►

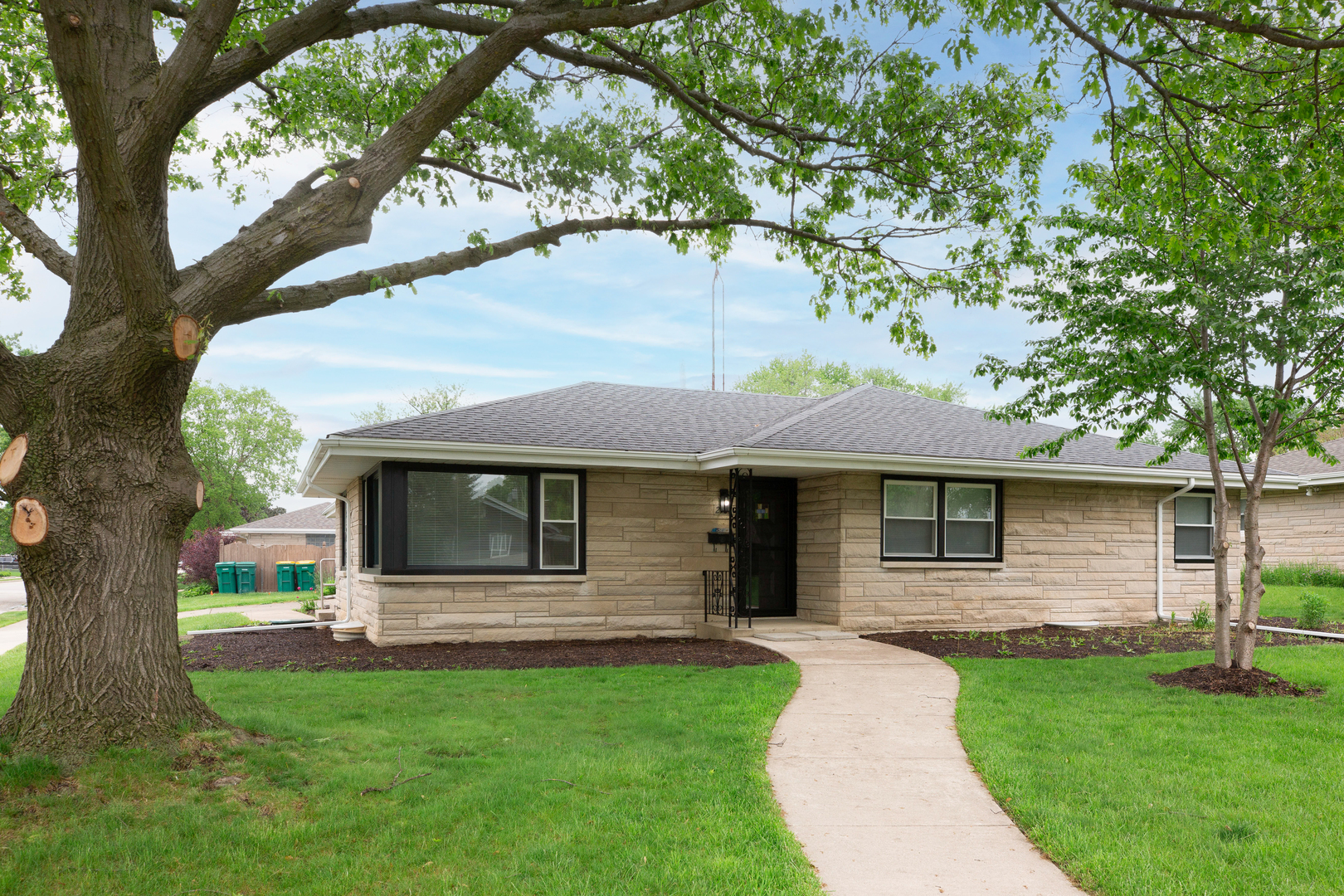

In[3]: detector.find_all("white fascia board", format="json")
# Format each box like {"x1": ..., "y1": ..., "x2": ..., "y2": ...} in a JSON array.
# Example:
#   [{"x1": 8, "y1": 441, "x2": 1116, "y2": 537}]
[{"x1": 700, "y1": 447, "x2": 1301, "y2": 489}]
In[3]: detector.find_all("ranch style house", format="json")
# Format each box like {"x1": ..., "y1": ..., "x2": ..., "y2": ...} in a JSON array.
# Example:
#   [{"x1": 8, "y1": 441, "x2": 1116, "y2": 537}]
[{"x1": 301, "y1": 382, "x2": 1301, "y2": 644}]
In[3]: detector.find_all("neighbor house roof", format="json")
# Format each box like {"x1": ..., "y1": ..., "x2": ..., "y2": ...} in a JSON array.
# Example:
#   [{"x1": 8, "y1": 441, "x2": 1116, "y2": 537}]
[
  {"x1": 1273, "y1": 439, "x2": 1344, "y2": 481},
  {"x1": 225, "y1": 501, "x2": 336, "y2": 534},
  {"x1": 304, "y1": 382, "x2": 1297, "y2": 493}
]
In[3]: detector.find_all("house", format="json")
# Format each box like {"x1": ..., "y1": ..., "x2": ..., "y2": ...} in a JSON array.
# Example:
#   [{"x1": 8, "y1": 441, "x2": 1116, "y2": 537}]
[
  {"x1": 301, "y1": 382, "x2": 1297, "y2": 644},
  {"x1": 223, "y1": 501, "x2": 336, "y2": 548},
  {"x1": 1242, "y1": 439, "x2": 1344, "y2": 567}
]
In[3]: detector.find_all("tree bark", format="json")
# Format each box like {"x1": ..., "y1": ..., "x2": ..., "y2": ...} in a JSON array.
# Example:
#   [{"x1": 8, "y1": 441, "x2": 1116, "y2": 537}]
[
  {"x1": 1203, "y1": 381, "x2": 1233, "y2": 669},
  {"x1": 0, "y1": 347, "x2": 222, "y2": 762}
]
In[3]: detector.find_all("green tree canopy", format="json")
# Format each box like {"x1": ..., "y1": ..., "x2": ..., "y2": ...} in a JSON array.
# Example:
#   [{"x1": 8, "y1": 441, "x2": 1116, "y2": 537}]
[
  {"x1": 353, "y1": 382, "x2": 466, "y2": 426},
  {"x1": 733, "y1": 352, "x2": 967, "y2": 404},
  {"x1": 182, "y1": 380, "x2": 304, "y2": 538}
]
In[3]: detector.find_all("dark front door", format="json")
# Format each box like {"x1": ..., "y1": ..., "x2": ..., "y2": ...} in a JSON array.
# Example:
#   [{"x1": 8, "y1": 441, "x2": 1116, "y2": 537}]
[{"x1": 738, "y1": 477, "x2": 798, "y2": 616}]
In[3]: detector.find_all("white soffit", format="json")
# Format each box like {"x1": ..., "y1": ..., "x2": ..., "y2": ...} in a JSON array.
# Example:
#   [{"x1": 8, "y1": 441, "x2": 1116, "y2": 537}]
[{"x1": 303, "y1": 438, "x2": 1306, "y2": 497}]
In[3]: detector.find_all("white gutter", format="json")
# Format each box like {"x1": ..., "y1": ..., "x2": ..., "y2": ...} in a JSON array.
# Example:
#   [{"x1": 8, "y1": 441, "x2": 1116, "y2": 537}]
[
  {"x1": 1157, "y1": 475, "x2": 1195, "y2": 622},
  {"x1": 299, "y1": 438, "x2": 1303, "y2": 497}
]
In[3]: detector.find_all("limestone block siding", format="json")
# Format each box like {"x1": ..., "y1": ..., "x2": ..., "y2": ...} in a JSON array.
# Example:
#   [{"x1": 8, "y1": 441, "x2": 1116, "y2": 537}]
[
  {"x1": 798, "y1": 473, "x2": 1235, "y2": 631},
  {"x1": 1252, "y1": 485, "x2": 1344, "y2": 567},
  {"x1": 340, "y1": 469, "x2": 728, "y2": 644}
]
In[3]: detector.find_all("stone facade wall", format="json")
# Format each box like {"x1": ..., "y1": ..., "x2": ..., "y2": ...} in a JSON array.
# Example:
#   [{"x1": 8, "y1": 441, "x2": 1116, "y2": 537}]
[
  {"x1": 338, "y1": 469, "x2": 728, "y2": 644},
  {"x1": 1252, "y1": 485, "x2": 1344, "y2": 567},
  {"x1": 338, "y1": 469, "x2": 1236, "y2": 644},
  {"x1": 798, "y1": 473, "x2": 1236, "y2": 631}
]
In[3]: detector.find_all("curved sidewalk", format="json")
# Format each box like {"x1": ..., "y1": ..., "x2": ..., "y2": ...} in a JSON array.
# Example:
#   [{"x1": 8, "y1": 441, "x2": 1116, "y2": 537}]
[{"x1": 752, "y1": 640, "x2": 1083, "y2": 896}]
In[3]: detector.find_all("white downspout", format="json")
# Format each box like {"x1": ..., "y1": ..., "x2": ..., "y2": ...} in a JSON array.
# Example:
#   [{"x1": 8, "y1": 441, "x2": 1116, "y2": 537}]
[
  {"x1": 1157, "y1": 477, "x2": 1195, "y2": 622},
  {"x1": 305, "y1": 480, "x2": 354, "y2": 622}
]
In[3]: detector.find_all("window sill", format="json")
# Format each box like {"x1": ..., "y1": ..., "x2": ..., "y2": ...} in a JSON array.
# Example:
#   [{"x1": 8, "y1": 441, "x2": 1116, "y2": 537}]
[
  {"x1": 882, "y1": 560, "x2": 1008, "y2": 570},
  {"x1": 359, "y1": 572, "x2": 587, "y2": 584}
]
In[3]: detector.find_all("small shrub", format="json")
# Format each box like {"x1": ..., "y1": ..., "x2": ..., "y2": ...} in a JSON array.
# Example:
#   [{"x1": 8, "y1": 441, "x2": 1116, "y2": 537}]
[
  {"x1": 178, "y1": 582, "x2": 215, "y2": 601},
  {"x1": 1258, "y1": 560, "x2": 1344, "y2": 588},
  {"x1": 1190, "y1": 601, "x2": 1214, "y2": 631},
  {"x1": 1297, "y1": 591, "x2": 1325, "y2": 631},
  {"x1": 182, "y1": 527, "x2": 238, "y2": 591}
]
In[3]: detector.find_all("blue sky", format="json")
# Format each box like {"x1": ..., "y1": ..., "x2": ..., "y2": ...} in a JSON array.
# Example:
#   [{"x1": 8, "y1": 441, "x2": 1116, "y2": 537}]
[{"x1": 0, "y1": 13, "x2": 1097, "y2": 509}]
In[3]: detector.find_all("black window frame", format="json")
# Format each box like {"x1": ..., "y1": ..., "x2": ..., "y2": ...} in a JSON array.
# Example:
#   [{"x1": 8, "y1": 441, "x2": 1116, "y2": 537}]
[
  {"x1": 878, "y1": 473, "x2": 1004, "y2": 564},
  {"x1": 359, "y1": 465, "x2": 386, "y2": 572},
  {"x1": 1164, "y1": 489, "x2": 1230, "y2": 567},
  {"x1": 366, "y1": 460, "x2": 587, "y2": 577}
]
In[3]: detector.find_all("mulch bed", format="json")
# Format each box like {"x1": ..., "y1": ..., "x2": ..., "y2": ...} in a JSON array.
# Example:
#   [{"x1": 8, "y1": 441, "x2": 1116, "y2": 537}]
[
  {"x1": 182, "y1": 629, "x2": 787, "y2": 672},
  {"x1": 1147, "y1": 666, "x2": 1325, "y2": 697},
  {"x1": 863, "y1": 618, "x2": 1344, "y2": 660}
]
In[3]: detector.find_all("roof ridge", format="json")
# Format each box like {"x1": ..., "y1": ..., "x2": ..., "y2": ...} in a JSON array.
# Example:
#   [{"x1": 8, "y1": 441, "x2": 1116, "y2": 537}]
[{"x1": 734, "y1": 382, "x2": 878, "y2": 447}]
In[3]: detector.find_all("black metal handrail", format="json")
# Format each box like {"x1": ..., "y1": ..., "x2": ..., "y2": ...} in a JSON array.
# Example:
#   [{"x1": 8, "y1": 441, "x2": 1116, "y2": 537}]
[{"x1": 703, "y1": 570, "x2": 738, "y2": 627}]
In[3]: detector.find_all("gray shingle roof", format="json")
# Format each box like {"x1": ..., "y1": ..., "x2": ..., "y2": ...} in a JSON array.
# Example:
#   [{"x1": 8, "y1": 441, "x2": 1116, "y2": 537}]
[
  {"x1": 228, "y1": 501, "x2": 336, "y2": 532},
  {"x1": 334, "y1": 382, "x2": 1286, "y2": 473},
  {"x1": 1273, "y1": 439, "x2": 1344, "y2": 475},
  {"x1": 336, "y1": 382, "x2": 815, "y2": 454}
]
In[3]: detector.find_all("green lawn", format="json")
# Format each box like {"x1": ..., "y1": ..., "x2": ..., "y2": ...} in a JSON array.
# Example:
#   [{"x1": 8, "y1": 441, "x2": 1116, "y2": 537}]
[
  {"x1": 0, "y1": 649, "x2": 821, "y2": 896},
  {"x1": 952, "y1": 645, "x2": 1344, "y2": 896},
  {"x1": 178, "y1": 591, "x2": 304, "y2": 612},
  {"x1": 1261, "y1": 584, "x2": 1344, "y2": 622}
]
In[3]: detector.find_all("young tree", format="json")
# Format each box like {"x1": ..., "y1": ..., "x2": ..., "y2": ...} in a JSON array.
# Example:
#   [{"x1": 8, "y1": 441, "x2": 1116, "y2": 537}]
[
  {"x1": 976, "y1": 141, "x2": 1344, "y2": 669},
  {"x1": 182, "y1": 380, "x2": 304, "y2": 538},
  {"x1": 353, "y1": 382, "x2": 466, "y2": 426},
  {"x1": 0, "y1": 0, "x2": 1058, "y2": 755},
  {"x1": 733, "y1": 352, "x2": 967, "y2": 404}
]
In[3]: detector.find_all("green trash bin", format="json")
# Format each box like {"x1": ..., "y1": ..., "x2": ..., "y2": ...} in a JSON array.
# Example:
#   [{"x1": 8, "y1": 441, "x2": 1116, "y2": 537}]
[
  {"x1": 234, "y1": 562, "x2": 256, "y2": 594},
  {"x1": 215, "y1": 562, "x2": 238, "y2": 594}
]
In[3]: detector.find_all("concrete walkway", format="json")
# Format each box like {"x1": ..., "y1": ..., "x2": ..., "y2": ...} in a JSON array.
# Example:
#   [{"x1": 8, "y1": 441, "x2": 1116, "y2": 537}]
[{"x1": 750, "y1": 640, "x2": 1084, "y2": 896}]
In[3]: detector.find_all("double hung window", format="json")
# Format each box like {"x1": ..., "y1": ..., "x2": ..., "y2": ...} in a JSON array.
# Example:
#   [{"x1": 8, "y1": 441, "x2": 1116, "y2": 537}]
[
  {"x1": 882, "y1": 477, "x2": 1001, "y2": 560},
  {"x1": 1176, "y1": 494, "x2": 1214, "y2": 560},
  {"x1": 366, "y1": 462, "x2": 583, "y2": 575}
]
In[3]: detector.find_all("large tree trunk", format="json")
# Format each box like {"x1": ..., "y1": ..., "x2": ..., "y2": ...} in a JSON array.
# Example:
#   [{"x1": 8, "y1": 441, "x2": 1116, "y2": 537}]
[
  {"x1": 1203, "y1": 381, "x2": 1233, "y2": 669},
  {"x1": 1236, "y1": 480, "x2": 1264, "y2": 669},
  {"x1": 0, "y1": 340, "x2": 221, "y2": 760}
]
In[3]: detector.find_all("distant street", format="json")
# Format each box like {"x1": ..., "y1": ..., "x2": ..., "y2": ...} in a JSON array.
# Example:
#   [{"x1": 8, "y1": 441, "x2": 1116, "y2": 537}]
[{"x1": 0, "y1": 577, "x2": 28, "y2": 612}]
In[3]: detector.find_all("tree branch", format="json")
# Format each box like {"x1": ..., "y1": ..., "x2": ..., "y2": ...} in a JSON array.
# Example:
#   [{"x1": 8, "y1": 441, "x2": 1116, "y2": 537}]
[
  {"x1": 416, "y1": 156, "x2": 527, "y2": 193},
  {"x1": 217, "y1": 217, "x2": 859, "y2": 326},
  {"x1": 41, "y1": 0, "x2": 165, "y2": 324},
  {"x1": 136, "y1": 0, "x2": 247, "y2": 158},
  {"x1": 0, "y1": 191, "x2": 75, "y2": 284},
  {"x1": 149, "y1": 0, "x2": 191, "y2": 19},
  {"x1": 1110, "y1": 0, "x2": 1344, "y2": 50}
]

◄

-- What to produce --
Which lines in the rows above contain the word "white"? Show each of them in full.

-- Full answer --
In[3]: detector.find_all("white fascia board", format="json")
In[3]: detector.find_all("white soffit", format="json")
In[3]: detector.find_all("white gutter", format="json")
In[3]: detector.find_all("white downspout", format="json")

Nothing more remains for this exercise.